#### What is required:
What is needed is an exact copy of the entries below, from the line that contains "of the undergrowth" through the final line, both included, and nothing else.

Point labeling dataset excerpts:
* * * * * * * * *

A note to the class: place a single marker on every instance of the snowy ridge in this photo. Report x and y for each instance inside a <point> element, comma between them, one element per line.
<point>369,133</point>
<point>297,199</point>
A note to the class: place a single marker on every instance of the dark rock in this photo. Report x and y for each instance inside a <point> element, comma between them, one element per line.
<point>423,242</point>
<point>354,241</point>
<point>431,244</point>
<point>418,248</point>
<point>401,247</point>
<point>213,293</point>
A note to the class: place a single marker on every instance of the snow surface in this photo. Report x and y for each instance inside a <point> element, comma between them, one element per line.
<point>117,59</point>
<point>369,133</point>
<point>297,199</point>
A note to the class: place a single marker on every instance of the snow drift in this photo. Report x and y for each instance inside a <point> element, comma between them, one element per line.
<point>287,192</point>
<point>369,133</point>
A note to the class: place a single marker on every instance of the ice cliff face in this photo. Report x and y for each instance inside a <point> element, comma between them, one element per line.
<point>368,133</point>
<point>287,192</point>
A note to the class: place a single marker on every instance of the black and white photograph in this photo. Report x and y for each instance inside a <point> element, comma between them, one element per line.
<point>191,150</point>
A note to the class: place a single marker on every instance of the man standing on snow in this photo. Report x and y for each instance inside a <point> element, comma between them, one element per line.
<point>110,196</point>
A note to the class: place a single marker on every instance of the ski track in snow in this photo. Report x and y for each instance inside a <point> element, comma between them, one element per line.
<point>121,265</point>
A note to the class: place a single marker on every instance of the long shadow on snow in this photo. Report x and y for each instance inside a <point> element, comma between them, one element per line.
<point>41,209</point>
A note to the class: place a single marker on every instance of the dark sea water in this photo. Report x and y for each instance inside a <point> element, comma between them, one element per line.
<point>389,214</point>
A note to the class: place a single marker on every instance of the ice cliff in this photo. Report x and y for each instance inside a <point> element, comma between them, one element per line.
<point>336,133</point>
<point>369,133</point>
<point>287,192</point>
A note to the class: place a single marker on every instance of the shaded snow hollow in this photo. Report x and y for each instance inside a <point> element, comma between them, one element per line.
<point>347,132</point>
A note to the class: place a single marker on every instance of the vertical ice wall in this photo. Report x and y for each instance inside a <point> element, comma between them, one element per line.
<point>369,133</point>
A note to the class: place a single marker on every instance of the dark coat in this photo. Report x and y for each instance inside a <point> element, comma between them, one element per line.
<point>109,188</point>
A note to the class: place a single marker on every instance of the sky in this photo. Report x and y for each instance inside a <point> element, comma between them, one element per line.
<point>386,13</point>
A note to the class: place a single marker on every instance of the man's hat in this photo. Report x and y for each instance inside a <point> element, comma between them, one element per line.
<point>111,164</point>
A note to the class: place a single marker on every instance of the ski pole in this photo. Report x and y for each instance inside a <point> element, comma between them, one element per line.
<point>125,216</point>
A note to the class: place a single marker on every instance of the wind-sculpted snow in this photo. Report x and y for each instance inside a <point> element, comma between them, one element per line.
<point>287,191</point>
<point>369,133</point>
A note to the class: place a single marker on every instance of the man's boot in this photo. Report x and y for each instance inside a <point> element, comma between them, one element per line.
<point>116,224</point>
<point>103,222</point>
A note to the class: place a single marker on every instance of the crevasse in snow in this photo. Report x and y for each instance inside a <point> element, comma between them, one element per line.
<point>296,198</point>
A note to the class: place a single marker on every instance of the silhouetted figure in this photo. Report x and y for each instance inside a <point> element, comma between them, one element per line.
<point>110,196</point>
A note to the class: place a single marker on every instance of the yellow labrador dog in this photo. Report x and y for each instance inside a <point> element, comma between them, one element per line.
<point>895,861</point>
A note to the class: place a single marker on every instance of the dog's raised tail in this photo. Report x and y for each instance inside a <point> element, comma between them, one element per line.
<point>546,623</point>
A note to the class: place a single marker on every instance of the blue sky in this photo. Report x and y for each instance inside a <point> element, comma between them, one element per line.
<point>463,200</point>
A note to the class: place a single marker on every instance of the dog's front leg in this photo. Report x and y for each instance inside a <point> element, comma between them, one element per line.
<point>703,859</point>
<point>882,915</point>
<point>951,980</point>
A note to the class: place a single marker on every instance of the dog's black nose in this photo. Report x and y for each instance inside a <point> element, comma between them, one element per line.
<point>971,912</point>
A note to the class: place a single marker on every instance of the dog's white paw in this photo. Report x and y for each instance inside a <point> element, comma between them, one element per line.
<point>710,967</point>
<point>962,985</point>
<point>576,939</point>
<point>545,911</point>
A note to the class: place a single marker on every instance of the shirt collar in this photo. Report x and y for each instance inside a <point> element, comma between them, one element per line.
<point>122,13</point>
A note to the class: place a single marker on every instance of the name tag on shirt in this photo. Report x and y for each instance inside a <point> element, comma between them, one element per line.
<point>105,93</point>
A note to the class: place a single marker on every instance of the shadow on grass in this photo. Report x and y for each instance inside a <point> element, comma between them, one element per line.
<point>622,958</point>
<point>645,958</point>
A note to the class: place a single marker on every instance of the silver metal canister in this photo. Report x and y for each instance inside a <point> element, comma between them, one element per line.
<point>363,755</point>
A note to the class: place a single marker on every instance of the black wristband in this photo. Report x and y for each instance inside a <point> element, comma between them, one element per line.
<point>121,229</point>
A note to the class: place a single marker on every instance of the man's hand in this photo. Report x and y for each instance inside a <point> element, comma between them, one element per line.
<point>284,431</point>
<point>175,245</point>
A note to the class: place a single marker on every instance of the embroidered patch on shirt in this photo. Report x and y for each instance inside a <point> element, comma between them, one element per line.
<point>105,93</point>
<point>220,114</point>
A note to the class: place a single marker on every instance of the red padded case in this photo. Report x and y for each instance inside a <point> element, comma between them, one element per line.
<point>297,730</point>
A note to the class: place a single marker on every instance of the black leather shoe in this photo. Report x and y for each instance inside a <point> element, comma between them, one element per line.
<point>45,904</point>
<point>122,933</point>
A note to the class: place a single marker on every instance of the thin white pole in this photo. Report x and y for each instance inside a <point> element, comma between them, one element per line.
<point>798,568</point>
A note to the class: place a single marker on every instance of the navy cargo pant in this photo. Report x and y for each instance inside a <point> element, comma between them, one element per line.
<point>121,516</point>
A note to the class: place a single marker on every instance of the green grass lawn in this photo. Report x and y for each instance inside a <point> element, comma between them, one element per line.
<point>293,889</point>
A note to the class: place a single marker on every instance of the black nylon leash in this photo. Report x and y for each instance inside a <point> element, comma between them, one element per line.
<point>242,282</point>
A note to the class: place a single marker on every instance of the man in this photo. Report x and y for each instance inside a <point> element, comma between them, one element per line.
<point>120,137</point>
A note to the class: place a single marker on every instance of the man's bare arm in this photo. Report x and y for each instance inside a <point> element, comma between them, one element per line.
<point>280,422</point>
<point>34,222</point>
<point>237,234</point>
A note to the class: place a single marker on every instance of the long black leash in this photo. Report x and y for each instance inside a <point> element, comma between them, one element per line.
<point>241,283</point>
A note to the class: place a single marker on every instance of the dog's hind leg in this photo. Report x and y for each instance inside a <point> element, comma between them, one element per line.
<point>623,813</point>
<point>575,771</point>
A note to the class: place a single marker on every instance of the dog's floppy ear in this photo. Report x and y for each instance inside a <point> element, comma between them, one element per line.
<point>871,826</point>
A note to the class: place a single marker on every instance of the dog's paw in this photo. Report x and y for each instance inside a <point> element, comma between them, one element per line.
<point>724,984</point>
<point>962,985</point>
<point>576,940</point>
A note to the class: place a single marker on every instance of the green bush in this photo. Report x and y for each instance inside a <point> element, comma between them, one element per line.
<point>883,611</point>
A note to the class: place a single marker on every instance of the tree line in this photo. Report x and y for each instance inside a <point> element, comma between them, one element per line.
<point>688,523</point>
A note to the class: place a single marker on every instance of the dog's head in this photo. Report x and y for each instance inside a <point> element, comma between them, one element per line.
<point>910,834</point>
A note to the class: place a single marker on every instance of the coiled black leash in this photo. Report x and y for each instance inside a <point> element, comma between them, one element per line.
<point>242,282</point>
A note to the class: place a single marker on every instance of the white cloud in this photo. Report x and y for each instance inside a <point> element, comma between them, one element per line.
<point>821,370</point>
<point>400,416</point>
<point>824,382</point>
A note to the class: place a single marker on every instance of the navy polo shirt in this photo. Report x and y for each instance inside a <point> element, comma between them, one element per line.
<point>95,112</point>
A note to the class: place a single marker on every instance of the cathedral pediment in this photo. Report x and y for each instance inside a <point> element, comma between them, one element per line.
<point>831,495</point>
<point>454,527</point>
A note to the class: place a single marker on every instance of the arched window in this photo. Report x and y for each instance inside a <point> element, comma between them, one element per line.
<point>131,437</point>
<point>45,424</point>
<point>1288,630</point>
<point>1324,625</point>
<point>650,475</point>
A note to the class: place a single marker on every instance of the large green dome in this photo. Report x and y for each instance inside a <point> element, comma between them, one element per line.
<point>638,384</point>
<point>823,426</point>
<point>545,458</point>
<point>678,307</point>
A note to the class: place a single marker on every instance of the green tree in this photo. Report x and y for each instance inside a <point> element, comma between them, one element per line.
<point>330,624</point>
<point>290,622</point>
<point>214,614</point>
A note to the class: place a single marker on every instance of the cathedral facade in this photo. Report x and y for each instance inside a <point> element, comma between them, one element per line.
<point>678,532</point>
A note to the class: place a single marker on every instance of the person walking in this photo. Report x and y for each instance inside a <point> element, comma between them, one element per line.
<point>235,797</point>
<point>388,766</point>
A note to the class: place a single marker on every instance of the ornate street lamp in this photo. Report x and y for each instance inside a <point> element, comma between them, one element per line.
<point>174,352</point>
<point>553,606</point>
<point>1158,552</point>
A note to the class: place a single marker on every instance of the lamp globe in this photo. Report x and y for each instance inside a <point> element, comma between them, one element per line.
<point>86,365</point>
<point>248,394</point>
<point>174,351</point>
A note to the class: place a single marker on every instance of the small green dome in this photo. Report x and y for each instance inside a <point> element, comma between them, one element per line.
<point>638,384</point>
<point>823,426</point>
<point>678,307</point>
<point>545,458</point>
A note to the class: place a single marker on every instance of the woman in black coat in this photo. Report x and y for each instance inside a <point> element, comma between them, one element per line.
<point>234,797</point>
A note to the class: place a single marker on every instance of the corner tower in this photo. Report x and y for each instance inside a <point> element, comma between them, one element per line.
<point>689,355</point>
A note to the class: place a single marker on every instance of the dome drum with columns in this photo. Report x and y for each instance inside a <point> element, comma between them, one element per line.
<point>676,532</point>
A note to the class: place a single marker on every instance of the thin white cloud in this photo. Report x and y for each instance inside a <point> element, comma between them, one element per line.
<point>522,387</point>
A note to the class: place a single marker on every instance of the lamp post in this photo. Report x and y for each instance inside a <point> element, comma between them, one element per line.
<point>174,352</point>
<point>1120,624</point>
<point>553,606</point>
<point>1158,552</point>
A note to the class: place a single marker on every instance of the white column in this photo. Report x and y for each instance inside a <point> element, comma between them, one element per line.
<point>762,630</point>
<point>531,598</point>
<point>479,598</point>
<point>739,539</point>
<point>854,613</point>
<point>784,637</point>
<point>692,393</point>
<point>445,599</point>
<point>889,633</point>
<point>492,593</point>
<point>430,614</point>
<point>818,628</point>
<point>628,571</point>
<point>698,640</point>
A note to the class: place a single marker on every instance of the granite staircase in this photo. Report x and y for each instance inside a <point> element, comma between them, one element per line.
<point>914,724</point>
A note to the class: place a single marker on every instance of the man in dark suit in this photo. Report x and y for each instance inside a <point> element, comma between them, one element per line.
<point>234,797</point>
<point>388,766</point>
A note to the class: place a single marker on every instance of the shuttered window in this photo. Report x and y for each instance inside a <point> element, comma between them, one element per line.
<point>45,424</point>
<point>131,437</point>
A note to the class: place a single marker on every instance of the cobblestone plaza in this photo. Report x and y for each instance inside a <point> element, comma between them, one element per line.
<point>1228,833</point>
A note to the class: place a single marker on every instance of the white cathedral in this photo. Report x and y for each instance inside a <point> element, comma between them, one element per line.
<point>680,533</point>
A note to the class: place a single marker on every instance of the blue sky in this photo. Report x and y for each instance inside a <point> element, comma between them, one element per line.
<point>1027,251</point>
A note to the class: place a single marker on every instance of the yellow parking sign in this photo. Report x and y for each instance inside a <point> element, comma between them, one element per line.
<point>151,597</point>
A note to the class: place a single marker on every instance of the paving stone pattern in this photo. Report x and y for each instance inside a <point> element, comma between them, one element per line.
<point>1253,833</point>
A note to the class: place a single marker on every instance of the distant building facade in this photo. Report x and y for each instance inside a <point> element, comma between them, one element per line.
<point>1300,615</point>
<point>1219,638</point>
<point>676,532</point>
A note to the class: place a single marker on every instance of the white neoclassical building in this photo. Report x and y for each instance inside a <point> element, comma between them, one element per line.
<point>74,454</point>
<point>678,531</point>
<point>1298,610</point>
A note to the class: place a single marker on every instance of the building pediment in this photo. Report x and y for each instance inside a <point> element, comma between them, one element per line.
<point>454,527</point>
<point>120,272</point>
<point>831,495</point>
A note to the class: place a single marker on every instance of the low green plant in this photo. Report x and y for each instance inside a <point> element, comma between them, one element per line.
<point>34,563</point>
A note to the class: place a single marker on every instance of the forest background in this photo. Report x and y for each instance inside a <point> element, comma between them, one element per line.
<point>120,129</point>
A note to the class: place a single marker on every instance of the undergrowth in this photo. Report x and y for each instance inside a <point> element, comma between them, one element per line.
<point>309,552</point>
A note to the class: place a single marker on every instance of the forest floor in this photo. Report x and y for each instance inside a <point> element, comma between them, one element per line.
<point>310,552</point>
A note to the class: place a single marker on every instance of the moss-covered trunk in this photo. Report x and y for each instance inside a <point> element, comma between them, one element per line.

* * * * * * * * *

#### Answer to the problem:
A note to the class: place a single marker on every instance of the undergrowth in this photo. Report x and y for each instance inside a <point> element, comma between them, one element per line.
<point>309,552</point>
A note to the class: place a single marker on every instance of the forest floor in this photo. Report x and y for each instance inside a <point> element, comma between them, one element per line.
<point>310,552</point>
A note to the class: place a single marker on every instance of the moss-covered trunk in this photo. Report x and y for each instance inside a <point> element, comma between them, one element per line.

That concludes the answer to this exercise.